WHAT YOU NEED TO DO -
You are asked to reproduce the listing exactly and to omit its pictures.
■ ■ ■
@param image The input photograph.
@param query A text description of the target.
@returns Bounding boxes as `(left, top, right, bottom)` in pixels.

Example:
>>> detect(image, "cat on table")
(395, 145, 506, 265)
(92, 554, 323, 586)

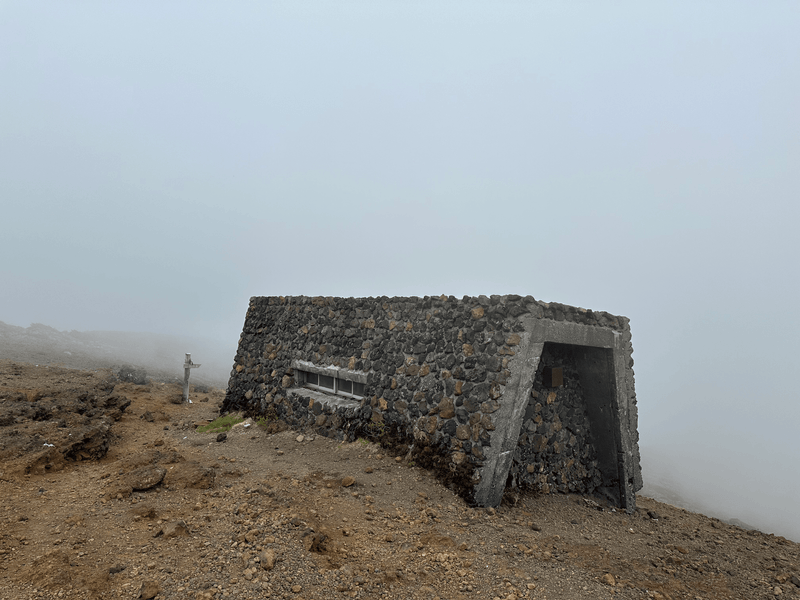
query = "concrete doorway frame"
(473, 319, 639, 510)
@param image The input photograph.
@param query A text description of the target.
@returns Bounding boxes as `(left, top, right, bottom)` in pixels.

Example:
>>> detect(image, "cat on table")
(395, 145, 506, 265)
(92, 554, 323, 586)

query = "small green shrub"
(197, 414, 244, 433)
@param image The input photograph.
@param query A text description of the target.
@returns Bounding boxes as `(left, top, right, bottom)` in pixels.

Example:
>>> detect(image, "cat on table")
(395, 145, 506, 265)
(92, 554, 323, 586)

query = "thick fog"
(1, 3, 798, 540)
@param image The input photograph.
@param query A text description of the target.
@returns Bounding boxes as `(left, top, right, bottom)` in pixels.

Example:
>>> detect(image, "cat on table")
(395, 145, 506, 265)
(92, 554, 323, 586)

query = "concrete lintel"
(291, 360, 368, 384)
(527, 319, 617, 348)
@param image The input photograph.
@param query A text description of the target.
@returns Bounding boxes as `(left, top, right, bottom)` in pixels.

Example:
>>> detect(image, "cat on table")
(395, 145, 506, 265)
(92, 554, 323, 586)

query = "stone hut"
(222, 295, 642, 509)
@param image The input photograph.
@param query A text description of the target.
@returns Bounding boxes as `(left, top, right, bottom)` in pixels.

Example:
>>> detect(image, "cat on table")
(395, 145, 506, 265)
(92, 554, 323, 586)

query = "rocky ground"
(1, 360, 798, 600)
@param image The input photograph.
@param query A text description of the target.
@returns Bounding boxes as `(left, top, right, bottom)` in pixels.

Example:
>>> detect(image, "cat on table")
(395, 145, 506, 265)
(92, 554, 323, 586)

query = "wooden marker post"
(183, 353, 201, 403)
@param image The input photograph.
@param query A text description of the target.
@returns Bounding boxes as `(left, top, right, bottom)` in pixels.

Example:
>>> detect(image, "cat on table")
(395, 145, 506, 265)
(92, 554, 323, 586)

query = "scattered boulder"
(116, 365, 148, 386)
(302, 530, 327, 553)
(120, 449, 184, 471)
(127, 465, 167, 491)
(131, 505, 157, 519)
(157, 520, 189, 539)
(62, 423, 114, 462)
(138, 580, 160, 599)
(163, 461, 215, 489)
(260, 549, 277, 570)
(419, 533, 455, 548)
(244, 529, 261, 543)
(600, 573, 616, 586)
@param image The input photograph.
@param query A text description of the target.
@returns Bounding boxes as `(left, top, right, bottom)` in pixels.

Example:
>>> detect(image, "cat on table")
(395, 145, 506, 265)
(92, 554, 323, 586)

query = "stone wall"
(222, 295, 642, 509)
(510, 343, 603, 495)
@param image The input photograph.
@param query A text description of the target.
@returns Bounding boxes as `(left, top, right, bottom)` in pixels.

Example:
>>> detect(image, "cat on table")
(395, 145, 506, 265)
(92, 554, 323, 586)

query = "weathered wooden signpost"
(183, 353, 201, 403)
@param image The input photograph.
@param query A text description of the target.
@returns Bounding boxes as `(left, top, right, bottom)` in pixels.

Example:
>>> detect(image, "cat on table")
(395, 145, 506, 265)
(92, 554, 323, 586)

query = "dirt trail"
(1, 360, 798, 600)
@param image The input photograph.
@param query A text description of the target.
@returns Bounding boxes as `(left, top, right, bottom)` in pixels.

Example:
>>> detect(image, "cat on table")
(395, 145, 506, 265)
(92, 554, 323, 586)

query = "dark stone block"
(466, 366, 486, 383)
(472, 382, 489, 397)
(463, 398, 481, 413)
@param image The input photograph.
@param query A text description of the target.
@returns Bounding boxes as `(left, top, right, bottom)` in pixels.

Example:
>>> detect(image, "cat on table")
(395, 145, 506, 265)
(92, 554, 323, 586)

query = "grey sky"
(1, 3, 798, 538)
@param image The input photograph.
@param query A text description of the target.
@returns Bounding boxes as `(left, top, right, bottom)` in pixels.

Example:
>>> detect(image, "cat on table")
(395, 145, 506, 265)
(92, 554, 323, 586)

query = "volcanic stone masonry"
(222, 295, 642, 510)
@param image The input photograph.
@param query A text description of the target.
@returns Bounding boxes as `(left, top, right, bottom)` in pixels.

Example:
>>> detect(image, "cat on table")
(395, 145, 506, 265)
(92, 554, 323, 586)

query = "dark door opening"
(521, 342, 623, 505)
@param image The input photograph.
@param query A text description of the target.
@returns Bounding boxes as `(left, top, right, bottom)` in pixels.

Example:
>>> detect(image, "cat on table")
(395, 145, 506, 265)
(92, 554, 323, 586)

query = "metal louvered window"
(298, 369, 365, 399)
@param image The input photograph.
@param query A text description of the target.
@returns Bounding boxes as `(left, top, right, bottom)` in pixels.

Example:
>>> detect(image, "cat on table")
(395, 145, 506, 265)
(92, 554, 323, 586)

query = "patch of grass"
(197, 414, 244, 433)
(365, 421, 387, 437)
(255, 407, 278, 429)
(357, 437, 370, 446)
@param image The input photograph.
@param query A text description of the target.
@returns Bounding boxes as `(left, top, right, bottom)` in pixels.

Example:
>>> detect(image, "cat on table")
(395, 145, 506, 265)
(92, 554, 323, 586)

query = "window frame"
(292, 360, 367, 400)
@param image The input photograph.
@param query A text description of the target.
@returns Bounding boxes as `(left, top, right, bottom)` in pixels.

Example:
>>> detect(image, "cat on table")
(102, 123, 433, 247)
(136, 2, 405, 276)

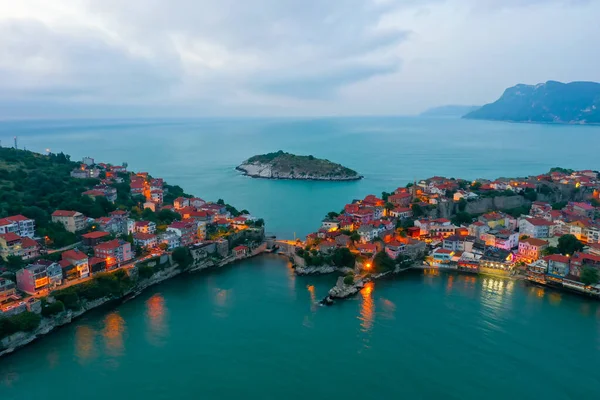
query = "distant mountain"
(420, 105, 480, 117)
(464, 81, 600, 124)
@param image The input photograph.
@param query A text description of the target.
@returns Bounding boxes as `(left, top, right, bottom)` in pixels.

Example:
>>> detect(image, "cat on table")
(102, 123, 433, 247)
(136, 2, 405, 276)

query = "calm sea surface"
(1, 117, 600, 399)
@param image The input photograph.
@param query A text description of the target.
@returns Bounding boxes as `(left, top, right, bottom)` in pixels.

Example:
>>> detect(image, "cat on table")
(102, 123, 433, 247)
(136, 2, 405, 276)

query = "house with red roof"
(385, 240, 406, 260)
(363, 195, 384, 207)
(61, 249, 90, 278)
(167, 221, 197, 246)
(432, 248, 453, 265)
(94, 240, 133, 268)
(52, 210, 87, 233)
(519, 217, 554, 238)
(174, 197, 190, 210)
(543, 254, 571, 279)
(0, 215, 35, 238)
(133, 232, 158, 249)
(389, 207, 412, 220)
(518, 238, 549, 263)
(356, 243, 377, 255)
(82, 231, 111, 246)
(0, 233, 40, 261)
(388, 192, 412, 207)
(233, 245, 249, 258)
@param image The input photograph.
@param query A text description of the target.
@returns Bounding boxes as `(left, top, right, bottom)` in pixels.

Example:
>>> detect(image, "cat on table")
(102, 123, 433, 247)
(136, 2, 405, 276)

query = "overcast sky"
(1, 0, 599, 118)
■ ■ ■
SOLVED EXERCISE -
@param image The input photograph.
@param query A text description of the target.
@returns Bounding boxes as `(left, top, right, bottom)` in pixels.

Example:
>>> detect(image, "cat on table")
(395, 145, 506, 265)
(92, 554, 323, 586)

query = "concrete doorway frame"
(473, 319, 639, 510)
@param image The input photograph.
@param query A text description of the target.
@returns Bounding boxes as `(left, top, right, bottom)` in pixels.

Example:
>>> detect(image, "cat on table")
(395, 145, 506, 265)
(92, 554, 323, 586)

query = "small green shrub"
(197, 414, 244, 433)
@param image The input photograph.
@param query A text description of the target.
@returns Bounding boxes as `(left, top, right, bottom)` in pixels.

Example:
>>> detect(image, "cat on table")
(395, 145, 506, 265)
(92, 554, 323, 586)

query = "thick fog"
(1, 3, 798, 540)
@param image The input photograph.
@param query A text description of the target.
@returns Bounding boxes as `(left, top, right, bottom)` in pixels.

Example:
>>> detect(image, "cat on table")
(395, 145, 506, 265)
(92, 554, 323, 586)

query = "concrete lintel"
(291, 360, 368, 384)
(527, 319, 617, 348)
@param image The input photograph.
@param query A text description of the target.
@returns Bounding boxes as `(left, top, right, bottom)` in pixels.

Example:
>>> detect(image, "cat on table")
(395, 145, 506, 265)
(92, 554, 323, 586)

query = "stone hut"
(222, 295, 642, 509)
@param image The input photograph.
@param query A text description of the target.
@returns Bounding boxes as `(left, top, right, bottom)` in pixels.

Example:
>>> detect(image, "cat on table")
(395, 145, 506, 265)
(92, 554, 323, 586)

query = "rocky ground"
(1, 360, 798, 600)
@param image The input photograph.
@param query A text description of the target.
@returns Bounding boxes as `(left, top, right, bottom)` in pixels.

Example:
>>> detect(image, "cat on table")
(395, 145, 506, 265)
(92, 554, 323, 586)

query = "wooden marker post"
(183, 353, 201, 403)
@param image The input photograph.
@param query A text description of the target.
@returns Bounding boxes as `(left, top, right, bottom)` in pixels.

Example:
>>> detect(image, "cat on table")
(395, 145, 506, 265)
(92, 554, 323, 586)

query = "scattered boulder"
(116, 365, 148, 386)
(302, 530, 327, 553)
(120, 449, 184, 471)
(127, 465, 167, 491)
(131, 505, 157, 519)
(157, 520, 189, 539)
(62, 423, 114, 462)
(138, 580, 160, 599)
(163, 461, 215, 489)
(260, 549, 277, 570)
(419, 533, 455, 548)
(244, 529, 261, 543)
(600, 573, 616, 586)
@param image The input photograph.
@param query A text description of the target.
@returns Bounding boxes as `(left, top, right, bottom)` in pixels.

Example:
>>> detect(image, "cat on table")
(395, 145, 506, 265)
(92, 554, 323, 586)

query = "stone wall"
(222, 295, 642, 509)
(510, 343, 603, 495)
@param image The input photograph.
@param query A text description of the target.
@returns Bounding boxes as `(left, top, right, bottom)` in pixels.

Example:
>>> detect(image, "cat on table")
(395, 145, 506, 265)
(92, 554, 323, 586)

query = "weathered wooden signpost"
(183, 353, 201, 403)
@param image The input photograph.
@param query A text description of the target.
@returns Bounding boxes as `(left, top, right, bottom)` in pixels.

Example:
>>> detect(image, "cat on table")
(395, 145, 506, 265)
(92, 554, 323, 586)

query = "dirt trail"
(1, 360, 798, 600)
@param image The input photograph.
@param query A text description of the target.
@returns Bounding boxes as `(left, top, right, bottom)` in pixels.

Example:
>>> detect(image, "cat on table")
(395, 145, 506, 265)
(92, 554, 323, 586)

query = "dark stone block"
(466, 366, 486, 383)
(472, 382, 489, 397)
(463, 398, 481, 413)
@param image The input photograph.
@param query A text description of the target.
@returns Bounding boxes as `(left, top, right, bottom)` in pixels.

Example:
>>> detect(image, "cat on table")
(395, 145, 506, 265)
(92, 554, 323, 586)

query = "grey sky"
(1, 3, 798, 538)
@param image The input photograph.
@param query A text description of the target.
@returns Bounding boxes as `(left, top, right, bottom)` in pixels.

Example:
>>> detect(image, "cat on table")
(395, 145, 506, 265)
(92, 554, 323, 586)

query = "volcanic stone masonry"
(222, 295, 642, 510)
@param image The input photograph.
@param query A text description of the target.
@returns Bounding boxes as `(left, top, right, bottom)` in pixels.

Example:
>>> detect(image, "cat on table")
(395, 145, 506, 265)
(92, 554, 323, 586)

query = "dark door opening"
(521, 342, 623, 505)
@param image The input photograph.
@param query A text description of the target.
@returns Bounding boxes as `(left, top, right, bottom)` in pixels.

Example:
>>> detect(image, "cat on table")
(395, 145, 506, 265)
(92, 554, 323, 586)

query = "metal louvered window"
(298, 369, 365, 399)
@param image The input photograph.
@param query A text description of the target.
@returns Bounding boxes as `(left, top, right, bottom)` in pixels.

Example:
>>> detect(image, "cat on table")
(395, 145, 506, 265)
(92, 554, 323, 586)

query = "patch of grass"
(197, 414, 244, 433)
(365, 421, 387, 437)
(255, 407, 278, 429)
(357, 437, 370, 446)
@param image The input photograph.
@param query A text description of the target.
@returns Bounding boxes as `(left, top, right, bottom)` in pixels.

Example:
>>> detect(image, "cat on table")
(395, 145, 506, 265)
(92, 554, 323, 586)

query = "window frame"
(292, 360, 367, 400)
@param image The input photograph.
@param query A text description of the target.
@returns Bounding boxes as `(left, top, right, bottom)` in pixels.

Example:
>>> detect(image, "cat on table")
(102, 123, 433, 247)
(136, 2, 405, 276)

query = "distant mountain"
(420, 105, 480, 117)
(464, 81, 600, 124)
@param image The input photograph.
@param query A text description of the target.
@returns Bounding boxes as `(left, top, right, bottom)` in pixels.

Example:
>>> detect(image, "cat on table")
(102, 123, 433, 247)
(136, 2, 405, 276)

query = "calm sea surface"
(1, 117, 600, 399)
@param image The input photograph.
@param query A text description of the target.
@returns Bounding boxes as `(left, top, right, bottom)` in pixels.

Example:
>>> detect(image, "cat on table")
(102, 123, 433, 247)
(136, 2, 405, 276)

query = "house with red roof"
(385, 240, 406, 260)
(363, 195, 384, 207)
(61, 249, 90, 278)
(167, 221, 197, 246)
(432, 248, 453, 265)
(94, 240, 133, 268)
(52, 210, 87, 233)
(519, 217, 554, 238)
(174, 197, 190, 210)
(543, 254, 571, 279)
(0, 215, 35, 238)
(133, 232, 158, 249)
(389, 207, 412, 220)
(518, 238, 549, 263)
(356, 243, 377, 255)
(82, 231, 111, 246)
(0, 233, 40, 261)
(388, 192, 412, 207)
(233, 245, 249, 258)
@param image The input photograph.
@param query A text description of the target.
@returns Bounding boxes as `(left, top, right, bottom)` in pixels.

Example:
>>> detect(image, "cat on table")
(102, 123, 433, 247)
(136, 2, 405, 276)

query = "overcast sky"
(1, 0, 599, 118)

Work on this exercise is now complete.